* _Stated goal_
Count the lines in the entries below that contain the string "white", matching case exactly. Reply with the number only.
++++ Input data ++++
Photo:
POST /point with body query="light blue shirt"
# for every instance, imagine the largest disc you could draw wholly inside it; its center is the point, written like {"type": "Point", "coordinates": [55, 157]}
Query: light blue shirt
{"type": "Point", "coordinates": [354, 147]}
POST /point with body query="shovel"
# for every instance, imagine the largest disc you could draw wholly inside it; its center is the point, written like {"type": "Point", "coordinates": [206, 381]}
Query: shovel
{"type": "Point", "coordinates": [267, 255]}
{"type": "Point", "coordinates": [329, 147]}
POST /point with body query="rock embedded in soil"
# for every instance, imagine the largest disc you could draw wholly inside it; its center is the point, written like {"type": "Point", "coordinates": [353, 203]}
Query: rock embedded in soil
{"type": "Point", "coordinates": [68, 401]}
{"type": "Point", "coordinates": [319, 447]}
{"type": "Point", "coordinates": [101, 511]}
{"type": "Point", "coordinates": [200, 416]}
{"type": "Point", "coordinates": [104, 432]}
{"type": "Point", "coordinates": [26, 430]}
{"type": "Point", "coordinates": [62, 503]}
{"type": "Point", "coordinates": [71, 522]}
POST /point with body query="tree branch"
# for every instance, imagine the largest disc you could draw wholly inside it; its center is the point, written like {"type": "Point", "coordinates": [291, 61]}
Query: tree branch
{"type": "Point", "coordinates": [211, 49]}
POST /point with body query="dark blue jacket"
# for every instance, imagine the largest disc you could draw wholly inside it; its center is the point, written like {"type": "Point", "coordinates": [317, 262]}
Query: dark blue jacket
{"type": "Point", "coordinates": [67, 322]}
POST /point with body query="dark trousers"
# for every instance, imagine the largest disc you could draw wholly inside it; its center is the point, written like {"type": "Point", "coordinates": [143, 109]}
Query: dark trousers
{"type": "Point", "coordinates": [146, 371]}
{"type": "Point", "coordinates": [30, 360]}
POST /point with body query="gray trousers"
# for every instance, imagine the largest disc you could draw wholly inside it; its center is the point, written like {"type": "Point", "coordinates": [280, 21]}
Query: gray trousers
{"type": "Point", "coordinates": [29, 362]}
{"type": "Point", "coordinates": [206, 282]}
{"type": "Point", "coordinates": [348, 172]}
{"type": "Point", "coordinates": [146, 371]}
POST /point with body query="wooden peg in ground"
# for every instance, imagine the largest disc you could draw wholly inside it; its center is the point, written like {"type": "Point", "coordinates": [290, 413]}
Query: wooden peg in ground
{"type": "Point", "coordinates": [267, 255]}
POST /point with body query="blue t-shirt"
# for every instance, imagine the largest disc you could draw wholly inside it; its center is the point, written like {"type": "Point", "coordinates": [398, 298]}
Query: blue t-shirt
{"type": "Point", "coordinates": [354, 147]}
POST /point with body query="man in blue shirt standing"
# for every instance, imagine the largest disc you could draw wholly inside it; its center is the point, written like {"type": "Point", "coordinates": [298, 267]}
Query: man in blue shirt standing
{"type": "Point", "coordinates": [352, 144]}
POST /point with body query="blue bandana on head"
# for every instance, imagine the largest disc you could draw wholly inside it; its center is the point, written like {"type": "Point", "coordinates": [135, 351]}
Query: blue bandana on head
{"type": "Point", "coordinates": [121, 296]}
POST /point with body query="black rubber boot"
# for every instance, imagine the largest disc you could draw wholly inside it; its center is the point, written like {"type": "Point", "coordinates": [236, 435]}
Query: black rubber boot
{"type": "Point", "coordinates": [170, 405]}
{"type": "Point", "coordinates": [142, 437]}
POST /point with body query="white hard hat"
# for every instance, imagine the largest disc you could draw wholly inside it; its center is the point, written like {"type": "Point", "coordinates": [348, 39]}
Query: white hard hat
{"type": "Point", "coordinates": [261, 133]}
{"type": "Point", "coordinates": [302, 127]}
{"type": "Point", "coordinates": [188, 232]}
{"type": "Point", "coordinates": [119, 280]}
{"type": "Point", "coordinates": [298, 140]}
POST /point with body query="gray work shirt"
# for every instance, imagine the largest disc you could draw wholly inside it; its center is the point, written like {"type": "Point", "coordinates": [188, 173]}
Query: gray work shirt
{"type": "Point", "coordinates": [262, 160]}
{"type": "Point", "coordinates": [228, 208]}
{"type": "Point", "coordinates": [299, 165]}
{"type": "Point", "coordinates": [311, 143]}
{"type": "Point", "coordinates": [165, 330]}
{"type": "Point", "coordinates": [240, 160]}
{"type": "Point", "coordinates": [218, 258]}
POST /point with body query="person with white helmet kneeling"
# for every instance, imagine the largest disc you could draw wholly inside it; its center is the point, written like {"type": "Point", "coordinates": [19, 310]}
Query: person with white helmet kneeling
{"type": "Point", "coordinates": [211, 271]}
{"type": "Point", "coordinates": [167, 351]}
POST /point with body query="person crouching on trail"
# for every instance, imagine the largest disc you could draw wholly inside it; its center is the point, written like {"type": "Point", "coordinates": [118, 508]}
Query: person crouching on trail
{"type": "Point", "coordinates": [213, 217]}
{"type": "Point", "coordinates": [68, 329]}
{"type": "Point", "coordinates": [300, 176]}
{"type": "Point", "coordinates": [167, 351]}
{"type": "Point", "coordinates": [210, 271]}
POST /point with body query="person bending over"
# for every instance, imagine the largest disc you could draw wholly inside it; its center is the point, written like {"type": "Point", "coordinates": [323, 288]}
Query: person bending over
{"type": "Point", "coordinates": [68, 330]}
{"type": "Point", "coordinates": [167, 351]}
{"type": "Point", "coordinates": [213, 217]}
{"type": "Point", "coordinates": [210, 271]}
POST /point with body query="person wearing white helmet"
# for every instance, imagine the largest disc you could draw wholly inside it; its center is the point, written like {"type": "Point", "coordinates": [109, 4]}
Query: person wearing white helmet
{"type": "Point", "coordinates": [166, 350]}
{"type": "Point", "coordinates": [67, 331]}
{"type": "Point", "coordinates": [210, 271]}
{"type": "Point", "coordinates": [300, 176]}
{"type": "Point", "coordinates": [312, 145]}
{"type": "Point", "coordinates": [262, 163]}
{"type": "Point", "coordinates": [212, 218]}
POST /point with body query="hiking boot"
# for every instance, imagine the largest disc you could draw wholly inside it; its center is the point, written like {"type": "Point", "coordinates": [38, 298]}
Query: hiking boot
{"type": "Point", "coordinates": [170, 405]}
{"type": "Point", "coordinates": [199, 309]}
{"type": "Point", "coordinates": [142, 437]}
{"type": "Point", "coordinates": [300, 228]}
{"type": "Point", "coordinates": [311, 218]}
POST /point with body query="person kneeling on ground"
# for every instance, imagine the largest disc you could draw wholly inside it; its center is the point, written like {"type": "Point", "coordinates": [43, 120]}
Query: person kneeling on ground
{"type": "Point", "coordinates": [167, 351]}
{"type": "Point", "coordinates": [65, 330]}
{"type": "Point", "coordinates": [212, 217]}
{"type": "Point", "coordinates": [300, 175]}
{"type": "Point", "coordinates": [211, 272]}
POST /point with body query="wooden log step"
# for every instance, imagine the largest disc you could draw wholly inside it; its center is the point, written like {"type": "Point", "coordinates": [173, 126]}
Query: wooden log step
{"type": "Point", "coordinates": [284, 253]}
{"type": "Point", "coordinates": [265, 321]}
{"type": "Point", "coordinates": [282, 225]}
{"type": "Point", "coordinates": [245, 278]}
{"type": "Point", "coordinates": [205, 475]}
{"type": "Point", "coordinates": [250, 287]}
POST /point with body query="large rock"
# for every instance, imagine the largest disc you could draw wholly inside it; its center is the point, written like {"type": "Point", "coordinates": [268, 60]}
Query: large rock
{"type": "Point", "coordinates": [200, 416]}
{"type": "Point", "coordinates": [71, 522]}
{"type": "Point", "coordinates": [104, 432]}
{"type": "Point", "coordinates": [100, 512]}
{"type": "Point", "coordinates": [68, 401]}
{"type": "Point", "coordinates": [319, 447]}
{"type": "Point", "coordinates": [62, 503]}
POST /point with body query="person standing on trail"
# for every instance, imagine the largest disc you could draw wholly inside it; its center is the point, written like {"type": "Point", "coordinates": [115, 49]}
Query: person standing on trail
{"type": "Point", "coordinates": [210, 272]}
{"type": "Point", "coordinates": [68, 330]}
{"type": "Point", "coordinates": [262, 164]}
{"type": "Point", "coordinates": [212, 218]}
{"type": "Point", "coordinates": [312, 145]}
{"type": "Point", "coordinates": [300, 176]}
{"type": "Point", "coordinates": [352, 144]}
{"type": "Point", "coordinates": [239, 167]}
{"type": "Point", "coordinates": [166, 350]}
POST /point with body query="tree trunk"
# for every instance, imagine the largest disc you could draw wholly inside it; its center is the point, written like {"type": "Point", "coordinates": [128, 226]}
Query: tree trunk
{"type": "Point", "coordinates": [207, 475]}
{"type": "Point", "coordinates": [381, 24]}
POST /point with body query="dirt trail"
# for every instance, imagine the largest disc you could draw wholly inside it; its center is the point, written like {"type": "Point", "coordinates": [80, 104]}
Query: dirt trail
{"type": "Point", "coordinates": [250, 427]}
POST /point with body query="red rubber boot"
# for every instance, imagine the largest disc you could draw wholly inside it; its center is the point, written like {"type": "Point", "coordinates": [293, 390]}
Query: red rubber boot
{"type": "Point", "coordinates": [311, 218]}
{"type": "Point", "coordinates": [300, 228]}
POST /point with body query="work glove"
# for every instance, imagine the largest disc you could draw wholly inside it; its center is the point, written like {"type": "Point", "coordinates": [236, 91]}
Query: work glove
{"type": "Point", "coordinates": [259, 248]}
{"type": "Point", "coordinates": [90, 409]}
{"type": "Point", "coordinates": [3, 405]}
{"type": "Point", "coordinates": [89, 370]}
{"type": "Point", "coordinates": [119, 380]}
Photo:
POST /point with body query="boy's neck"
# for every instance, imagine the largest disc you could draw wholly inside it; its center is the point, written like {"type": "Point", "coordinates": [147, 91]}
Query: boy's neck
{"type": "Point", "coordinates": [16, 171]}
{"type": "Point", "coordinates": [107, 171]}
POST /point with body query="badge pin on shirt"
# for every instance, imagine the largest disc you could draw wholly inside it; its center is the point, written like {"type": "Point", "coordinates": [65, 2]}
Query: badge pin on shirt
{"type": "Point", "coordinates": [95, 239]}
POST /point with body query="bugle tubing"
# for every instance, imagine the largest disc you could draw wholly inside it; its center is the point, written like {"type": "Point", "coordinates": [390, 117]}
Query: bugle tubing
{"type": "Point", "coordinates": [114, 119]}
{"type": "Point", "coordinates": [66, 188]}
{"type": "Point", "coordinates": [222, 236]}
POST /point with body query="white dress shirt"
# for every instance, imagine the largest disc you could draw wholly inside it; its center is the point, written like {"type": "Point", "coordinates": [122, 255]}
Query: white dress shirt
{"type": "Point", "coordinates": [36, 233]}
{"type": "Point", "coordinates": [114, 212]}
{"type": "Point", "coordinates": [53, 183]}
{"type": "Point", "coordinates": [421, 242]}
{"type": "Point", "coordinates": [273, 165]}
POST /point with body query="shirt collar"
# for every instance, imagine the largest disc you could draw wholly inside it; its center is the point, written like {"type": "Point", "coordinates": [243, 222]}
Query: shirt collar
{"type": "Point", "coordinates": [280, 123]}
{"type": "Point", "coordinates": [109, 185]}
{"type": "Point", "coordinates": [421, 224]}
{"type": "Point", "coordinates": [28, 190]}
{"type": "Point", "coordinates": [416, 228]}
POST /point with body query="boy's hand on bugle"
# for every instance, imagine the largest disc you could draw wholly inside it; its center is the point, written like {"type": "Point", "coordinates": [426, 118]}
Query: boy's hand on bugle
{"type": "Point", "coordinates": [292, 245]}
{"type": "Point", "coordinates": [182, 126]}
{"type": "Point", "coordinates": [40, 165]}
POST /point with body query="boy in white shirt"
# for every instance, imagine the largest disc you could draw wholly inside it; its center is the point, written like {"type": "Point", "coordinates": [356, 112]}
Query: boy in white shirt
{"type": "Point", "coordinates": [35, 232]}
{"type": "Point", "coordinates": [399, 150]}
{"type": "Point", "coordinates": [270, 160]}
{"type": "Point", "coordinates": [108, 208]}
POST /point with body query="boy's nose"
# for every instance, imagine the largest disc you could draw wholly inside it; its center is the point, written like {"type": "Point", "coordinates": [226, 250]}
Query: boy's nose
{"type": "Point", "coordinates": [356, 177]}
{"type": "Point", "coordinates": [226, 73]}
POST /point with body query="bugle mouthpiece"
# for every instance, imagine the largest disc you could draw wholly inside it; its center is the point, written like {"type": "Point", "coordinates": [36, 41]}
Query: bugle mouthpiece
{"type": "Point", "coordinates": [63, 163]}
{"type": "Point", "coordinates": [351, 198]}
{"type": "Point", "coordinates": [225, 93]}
++++
* _Task result_
10